◆ WORK TO DO ◆
Convert the entries, starting at the first line containing "white ceiling, one" and running through the last line of the entries, into a JSON list of strings, one string per line, with blank lines left out.

══ EXERCISE INPUTS ══

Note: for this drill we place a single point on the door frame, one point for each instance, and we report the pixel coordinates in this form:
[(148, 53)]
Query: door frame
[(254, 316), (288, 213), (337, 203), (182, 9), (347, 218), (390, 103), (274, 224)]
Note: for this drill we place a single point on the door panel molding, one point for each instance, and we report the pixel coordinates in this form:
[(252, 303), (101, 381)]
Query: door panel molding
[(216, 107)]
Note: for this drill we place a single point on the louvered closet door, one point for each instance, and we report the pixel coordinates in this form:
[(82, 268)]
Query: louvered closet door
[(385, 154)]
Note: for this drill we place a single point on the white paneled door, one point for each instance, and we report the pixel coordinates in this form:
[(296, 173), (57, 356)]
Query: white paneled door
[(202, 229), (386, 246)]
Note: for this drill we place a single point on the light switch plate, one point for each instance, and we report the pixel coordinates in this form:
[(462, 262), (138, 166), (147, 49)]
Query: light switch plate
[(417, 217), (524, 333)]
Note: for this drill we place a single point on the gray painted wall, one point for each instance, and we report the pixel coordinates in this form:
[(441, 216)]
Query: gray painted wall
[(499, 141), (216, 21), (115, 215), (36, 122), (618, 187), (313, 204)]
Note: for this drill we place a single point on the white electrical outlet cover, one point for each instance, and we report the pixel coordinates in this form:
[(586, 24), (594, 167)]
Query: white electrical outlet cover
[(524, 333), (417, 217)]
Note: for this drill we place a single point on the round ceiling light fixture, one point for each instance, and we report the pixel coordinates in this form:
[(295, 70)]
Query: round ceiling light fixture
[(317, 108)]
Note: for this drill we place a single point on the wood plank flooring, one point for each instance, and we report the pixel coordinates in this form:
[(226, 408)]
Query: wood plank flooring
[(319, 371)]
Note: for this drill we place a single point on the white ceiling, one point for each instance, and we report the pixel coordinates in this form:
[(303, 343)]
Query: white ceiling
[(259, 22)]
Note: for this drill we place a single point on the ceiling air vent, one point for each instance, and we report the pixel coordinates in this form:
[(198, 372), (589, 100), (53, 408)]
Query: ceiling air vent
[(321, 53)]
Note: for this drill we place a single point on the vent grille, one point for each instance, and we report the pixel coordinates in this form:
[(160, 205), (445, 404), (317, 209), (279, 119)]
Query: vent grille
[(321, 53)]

═══

◆ FINISHED EXERCISE ◆
[
  "Note: for this drill we place a single point on the white ceiling, one point for each instance, and we report the pixel coordinates in this form:",
  "[(303, 343)]",
  "Query: white ceiling",
  "[(259, 22)]",
  "Note: for this drill we place a single point on the ceiling air vent, one point for each instance, and we report the pixel coordinates in this form:",
  "[(198, 372), (589, 100), (53, 408)]",
  "Query: ceiling air vent",
  "[(321, 53)]",
  "Note: for this drill we place a single point on the vent grille, one point for each instance, and we report the pixel coordinates in this form:",
  "[(160, 205), (445, 404), (317, 209), (279, 119)]",
  "Query: vent grille",
  "[(321, 53)]"
]